___ EXTRAIT DE DONNÉES ___

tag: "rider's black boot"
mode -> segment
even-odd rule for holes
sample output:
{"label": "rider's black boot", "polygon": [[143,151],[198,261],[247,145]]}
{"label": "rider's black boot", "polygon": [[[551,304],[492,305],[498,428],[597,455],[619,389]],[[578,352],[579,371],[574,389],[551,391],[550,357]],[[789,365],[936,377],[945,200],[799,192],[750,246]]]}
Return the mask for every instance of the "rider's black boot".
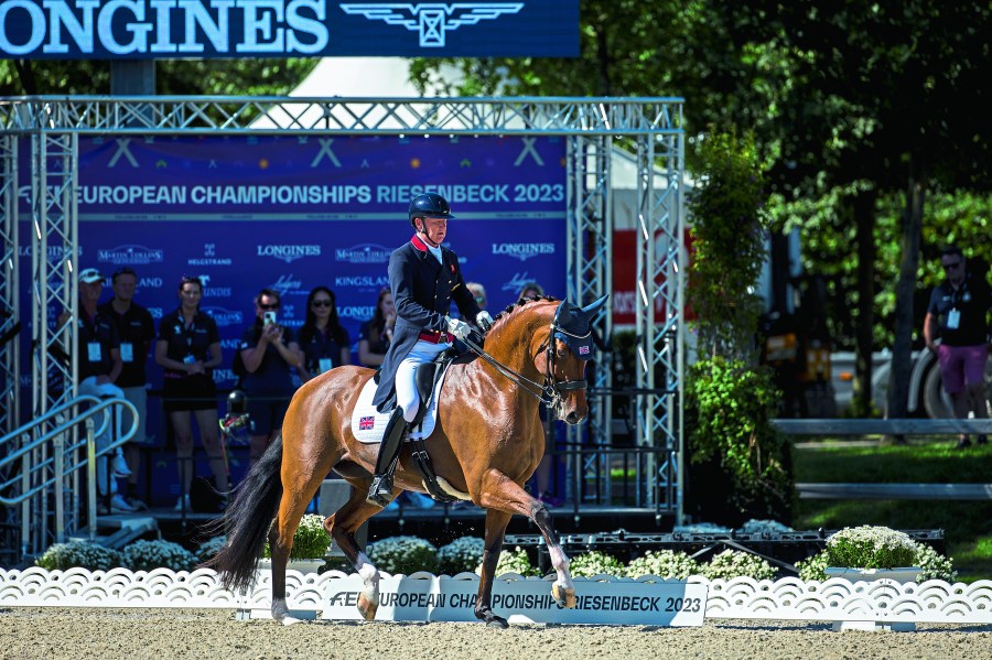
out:
{"label": "rider's black boot", "polygon": [[382,444],[379,445],[379,457],[376,458],[376,474],[368,489],[366,500],[369,504],[386,507],[392,501],[392,473],[399,458],[400,445],[407,434],[407,421],[403,419],[403,409],[397,408],[392,416],[386,423],[386,432],[382,434]]}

___

Convertissez toutes ces données en un CSV à deux colonnes, instruction et resultat, avec une ligne par instruction. Mettez son texte et sa réponse chacun dans un seul champ entre guillemets, en remplaçant les retours à la ligne par des espaces et en laissant les images de côté.

instruction,resultat
"tag: ""rider's black boot"" mode -> segment even-odd rule for holes sample output: {""label"": ""rider's black boot"", ""polygon"": [[143,151],[198,261],[247,145]]} {""label"": ""rider's black boot"", ""polygon"": [[[551,304],[492,305],[498,428],[597,455],[619,389]],[[578,352],[579,371],[574,389],[551,391],[550,357]],[[789,365],[936,377],[945,200],[799,192],[750,246]]]} Return the mask for every instance of the ""rider's black boot"". out:","{""label"": ""rider's black boot"", ""polygon"": [[382,444],[379,445],[379,457],[376,458],[376,474],[368,489],[366,500],[369,504],[386,507],[392,501],[392,473],[399,458],[400,445],[407,434],[407,421],[403,419],[403,409],[397,408],[392,416],[386,423],[386,432],[382,434]]}"